══ Texto proporcionado

La cara del tocólogo enseguida cambió. Inexpresiva: “Tenéis que ir de urgencia al hospital. Uno de los ventrículos tiene un tamaño inadecuado.” No pudimos articular palabra, ni mi pareja ni yo, sólo nos miramos y enmudecimos. “Vístete y te doy el volante.” Aún recuerdo la cara de la joven enfermera, solo le faltó llorar conmigo.

Mil y una dudas se agolpaban en mi cabeza, y no saldría de allí sin respuestas. “¿Qué le pasa a mi bebé?”. “En el hospital te lo dirán, seguramente haya que provocar el parto y operar al nacer”.

Ya no quise saber más.

A las horas recordé a una antigua amiga, a la que la vida colocó en urgencias en el embarazo anterior. “Toma mi nuevo número, llámame si lo necesitas”, y claro que lo necesitaba.

Le expliqué como pude lo que pasaba. “Tranquila, mañana te verá la mejor especialista que hay y sabremos hasta qué punto es grave”. No recuerdo cómo pasamos la noche. A primera hora allí estábamos. Ecografía con mi amiga ginecóloga y dos expertas más. “Mira si, aquí se ve. Es grave”.

════

### Instrucciones
1. Según el texto proporcionado, ¿qué problema vio el tocólogo en el bebé?
2. Enumera todas las frases que el texto proporcionado pone entre comillas.
3. Reproduce del texto proporcionado el fragmento que empieza en "Mil y una dudas" y termina en "que lo necesitaba.".
Las líneas no hacen falta para nada.

══ Material de estudio

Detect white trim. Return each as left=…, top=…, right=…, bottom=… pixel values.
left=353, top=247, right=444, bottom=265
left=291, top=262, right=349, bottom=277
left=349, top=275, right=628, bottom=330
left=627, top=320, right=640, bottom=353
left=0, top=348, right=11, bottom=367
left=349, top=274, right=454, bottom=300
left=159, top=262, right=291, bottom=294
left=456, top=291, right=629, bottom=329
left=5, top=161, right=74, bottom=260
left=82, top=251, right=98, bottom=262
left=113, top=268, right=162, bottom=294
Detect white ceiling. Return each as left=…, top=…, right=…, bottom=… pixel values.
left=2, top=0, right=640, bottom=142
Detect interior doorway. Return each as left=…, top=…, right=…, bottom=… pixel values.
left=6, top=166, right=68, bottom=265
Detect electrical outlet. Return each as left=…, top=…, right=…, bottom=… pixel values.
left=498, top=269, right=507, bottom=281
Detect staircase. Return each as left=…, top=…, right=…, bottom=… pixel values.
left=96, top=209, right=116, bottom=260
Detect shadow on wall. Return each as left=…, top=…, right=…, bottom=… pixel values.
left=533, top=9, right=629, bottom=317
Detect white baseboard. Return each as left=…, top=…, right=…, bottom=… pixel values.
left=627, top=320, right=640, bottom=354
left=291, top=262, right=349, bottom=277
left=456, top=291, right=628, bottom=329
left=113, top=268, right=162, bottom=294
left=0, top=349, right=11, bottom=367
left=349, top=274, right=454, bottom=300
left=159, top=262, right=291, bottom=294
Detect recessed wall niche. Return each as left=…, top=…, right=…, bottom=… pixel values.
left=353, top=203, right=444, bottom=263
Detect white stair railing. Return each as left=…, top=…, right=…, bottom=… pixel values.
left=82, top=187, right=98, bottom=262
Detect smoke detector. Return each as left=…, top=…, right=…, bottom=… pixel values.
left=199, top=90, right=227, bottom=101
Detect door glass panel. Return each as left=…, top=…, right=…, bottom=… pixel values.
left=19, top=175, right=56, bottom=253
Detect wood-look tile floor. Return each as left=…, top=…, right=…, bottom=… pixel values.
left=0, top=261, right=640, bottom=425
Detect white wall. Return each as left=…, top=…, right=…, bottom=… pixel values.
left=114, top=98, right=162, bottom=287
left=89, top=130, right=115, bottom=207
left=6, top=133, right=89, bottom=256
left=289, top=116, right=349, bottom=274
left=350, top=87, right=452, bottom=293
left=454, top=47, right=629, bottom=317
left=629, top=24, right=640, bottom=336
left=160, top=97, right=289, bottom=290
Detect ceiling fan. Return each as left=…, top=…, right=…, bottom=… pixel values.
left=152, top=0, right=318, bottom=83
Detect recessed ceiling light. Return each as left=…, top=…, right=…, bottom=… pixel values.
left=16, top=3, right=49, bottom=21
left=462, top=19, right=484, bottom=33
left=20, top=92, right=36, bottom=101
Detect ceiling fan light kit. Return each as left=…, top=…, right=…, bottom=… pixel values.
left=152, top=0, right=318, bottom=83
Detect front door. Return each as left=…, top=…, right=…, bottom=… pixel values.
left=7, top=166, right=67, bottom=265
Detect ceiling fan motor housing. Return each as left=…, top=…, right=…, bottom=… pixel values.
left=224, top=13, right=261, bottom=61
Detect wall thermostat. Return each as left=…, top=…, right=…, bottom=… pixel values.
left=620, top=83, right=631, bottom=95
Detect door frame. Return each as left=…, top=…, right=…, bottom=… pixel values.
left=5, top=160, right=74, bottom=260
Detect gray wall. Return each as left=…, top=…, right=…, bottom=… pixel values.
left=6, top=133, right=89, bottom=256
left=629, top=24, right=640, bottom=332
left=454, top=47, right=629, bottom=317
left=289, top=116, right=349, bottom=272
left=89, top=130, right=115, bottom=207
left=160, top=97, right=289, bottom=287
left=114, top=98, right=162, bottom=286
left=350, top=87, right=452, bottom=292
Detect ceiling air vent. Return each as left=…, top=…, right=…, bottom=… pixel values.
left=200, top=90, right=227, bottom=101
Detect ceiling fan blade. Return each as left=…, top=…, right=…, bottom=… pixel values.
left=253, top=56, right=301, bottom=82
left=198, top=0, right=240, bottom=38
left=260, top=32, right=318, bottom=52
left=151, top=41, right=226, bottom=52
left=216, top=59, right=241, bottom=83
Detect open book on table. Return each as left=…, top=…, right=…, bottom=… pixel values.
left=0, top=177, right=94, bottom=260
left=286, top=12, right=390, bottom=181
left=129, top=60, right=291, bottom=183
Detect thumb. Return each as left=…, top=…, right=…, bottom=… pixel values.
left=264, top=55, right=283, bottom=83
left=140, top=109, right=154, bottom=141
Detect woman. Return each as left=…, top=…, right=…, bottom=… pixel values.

════

### Soluciones
1. Uno de los ventrículos tenía un tamaño inadecuado.

2.
- “Tenéis que ir de urgencia al hospital. Uno de los ventrículos tiene un tamaño inadecuado.”
- “Vístete y te doy el volante.”
- “¿Qué le pasa a mi bebé?”
- “En el hospital te lo dirán, seguramente haya que provocar el parto y operar al nacer”
- “Toma mi nuevo número, llámame si lo necesitas”
- “Tranquila, mañana te verá la mejor especialista que hay y sabremos hasta qué punto es grave”
- “Mira si, aquí se ve. Es grave”

3.
Mil y una dudas se agolpaban en mi cabeza, y no saldría de allí sin respuestas. “¿Qué le pasa a mi bebé?”. “En el hospital te lo dirán, seguramente haya que provocar el parto y operar al nacer”.

Ya no quise saber más.

A las horas recordé a una antigua amiga, a la que la vida colocó en urgencias en el embarazo anterior. “Toma mi nuevo número, llámame si lo necesitas”, y claro que lo necesitaba.